■ Data

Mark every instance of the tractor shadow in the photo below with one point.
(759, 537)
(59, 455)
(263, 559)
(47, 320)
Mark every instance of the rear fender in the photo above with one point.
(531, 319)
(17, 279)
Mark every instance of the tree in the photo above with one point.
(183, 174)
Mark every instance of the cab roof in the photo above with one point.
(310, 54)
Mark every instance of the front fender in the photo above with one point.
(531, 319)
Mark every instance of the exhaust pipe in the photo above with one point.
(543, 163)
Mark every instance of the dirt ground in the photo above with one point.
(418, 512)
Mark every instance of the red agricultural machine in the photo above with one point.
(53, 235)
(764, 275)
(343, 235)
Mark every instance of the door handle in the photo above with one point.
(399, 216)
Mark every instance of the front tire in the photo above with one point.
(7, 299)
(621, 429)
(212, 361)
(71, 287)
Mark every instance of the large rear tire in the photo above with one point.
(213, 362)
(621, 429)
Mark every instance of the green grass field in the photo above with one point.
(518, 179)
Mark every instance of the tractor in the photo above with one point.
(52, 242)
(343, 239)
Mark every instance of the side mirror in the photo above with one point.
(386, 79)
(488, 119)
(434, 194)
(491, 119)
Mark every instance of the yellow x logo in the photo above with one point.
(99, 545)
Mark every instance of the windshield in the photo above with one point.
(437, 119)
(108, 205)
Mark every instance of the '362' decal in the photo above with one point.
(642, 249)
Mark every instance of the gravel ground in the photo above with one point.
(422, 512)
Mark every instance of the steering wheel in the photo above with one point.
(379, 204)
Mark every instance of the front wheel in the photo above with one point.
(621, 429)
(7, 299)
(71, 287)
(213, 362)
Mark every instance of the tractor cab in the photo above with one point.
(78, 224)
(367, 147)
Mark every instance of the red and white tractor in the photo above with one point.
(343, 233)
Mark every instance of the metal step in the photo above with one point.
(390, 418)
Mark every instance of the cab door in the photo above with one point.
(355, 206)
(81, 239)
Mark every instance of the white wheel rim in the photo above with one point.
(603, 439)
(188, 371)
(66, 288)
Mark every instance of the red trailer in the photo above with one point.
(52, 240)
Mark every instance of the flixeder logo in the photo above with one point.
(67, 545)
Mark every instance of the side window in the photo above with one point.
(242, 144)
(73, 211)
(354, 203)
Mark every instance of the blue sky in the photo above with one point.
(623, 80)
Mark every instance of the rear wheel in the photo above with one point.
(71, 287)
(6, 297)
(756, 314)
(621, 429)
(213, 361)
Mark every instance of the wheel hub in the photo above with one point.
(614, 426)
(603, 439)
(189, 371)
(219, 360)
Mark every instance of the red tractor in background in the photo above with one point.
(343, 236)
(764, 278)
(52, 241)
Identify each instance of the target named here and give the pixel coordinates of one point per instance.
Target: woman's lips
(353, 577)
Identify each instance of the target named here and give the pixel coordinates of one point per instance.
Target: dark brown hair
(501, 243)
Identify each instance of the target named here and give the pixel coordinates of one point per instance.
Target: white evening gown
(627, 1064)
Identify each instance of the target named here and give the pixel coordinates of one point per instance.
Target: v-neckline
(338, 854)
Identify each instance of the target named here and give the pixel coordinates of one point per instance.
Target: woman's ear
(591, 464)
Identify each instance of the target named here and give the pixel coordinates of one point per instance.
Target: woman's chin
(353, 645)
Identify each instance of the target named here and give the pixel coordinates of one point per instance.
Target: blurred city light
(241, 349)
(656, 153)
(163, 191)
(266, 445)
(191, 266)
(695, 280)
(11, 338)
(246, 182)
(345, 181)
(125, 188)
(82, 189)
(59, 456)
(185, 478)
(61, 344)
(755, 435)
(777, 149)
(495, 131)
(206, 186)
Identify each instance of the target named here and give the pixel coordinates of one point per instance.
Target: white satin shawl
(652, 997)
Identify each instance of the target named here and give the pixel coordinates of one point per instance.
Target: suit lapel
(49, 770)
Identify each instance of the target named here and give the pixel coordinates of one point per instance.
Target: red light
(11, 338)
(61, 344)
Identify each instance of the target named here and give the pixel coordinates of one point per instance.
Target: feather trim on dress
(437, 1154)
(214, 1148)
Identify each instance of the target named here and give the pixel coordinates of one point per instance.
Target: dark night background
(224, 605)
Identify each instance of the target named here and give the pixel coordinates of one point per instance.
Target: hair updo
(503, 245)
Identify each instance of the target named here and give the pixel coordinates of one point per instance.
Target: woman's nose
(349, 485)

■ Work request
Once you have read the records above, please copy them out exactly.

■ Output below
Mark every instance of the tractor shadow in the photo below with one point.
(759, 537)
(59, 455)
(263, 559)
(47, 320)
Mark every instance of the rear fender in the photo above with one point.
(531, 319)
(17, 279)
Mark every instance of the tree in the photo above with one point.
(183, 174)
Mark every instance of the cab roof in the photo above with one point.
(310, 54)
Mark every instance of the front fender in the photo above with one point.
(531, 319)
Mark every instance of the exhaust pipe in the photo above with one point.
(543, 163)
Mark every instance of the dirt ground in the photo above with one point.
(418, 512)
Mark every instance of the red agricultural machine in the photo above with one point.
(53, 235)
(764, 275)
(343, 235)
Mark every instance of the door handle in the photo above with one point.
(399, 216)
Mark every instance of the front tire in the photo above with one point.
(7, 299)
(621, 429)
(212, 361)
(71, 287)
Mark every instance of the large rear tire in the photo above with one point.
(213, 362)
(621, 429)
Mark every instance of the green grass field in the photo above with one point.
(518, 179)
Mark every instance of the tractor in the photo above with one point.
(52, 242)
(343, 239)
Mark every instance of the side mirror in the photo above with one point.
(386, 79)
(488, 119)
(434, 194)
(491, 119)
Mark every instance of the yellow x logo in the photo above with one point.
(99, 545)
Mark every instance of the windshield in the photo above with one point.
(437, 119)
(108, 205)
Mark every instance of the '362' decal in the photo above with one point.
(642, 249)
Mark every instance of the gravel ground in the photo above with one point.
(422, 512)
Mark every instance of the steering wheel in the photo above with one point.
(379, 204)
Mark every instance of the front wheel in the photo above with one point.
(621, 429)
(7, 299)
(71, 287)
(213, 362)
Mark every instance of the tractor cab in the photo above with one point.
(78, 224)
(367, 147)
Mark every instance of the red and white tractor in the photo above with one point.
(343, 233)
Mark every instance of the metal step in the photo above with one point.
(390, 418)
Mark every instance of the cab door in the photo above with one point.
(355, 206)
(81, 239)
Mark every instance of the white wheel rim in the photo above with one point.
(603, 439)
(188, 371)
(66, 288)
Mark every instance of the red trailer in the photo above with one point.
(52, 240)
Mark every instance of the flixeder logo in the photo above with one point.
(67, 545)
Mark every instance of the side window in the photo above with one point.
(242, 144)
(73, 211)
(354, 203)
Mark every instance of the blue sky in the photo above with one point.
(623, 80)
Mark every instance of the rear wheel in the photo above with one point.
(71, 287)
(6, 297)
(756, 314)
(621, 429)
(213, 361)
Mark every instance of the wheel hub in the photo above with one point.
(614, 426)
(603, 439)
(189, 371)
(219, 360)
Mark every instance of the red tractor in background in the photo above with one point.
(343, 236)
(764, 278)
(52, 241)
Identify each instance of the target named here and give the pixel coordinates of one point per instance.
Target: woman's lips
(353, 577)
Identify each instance of the target named here and give the pixel coordinates of one point per instance.
Target: dark brown hair
(501, 243)
Identify each instance of the target named here and give the pixel coordinates of one point per instance.
Target: white evening gown
(627, 1064)
Identify each instance of the target named here and give the pixel coordinates of one point per instance.
Target: v-neckline
(338, 854)
Identify each instance of the target named here and give the pixel coordinates of one point per instance.
Target: woman's ear
(591, 464)
Identify each instance of the target named here and give the pixel coordinates of one point per instance.
Target: woman's chin
(353, 645)
Identify each instance of the target named here and give the pixel coordinates of one point per instance.
Target: blurred city light
(241, 349)
(656, 153)
(163, 191)
(266, 445)
(191, 266)
(695, 280)
(11, 338)
(246, 182)
(345, 181)
(125, 188)
(82, 189)
(59, 456)
(185, 478)
(61, 344)
(755, 435)
(777, 149)
(495, 131)
(206, 186)
Identify each instance of the target named here and give the pixel coordinates of one point per instance.
Target: white satin shawl
(652, 997)
Identify each instance of the target named here and give the pixel coordinates of one point per instance.
Target: suit lapel
(49, 770)
Identify each instance of the target named here and give the pixel coordinates of one point per instance.
Target: red light
(11, 338)
(61, 344)
Identify each instance of the target named here and give the pixel coordinates of one point per instance.
Target: feather trim on dress
(437, 1154)
(214, 1148)
Identify each instance of the target named here and give the pixel coordinates of one point per instance.
Target: dark night background
(224, 605)
Identify each instance of the target named here and give the pixel coordinates of one point per instance.
Target: hair updo
(503, 245)
Identify each instance of the target named here and give the pixel coordinates of one point per instance.
Target: woman's nose
(349, 485)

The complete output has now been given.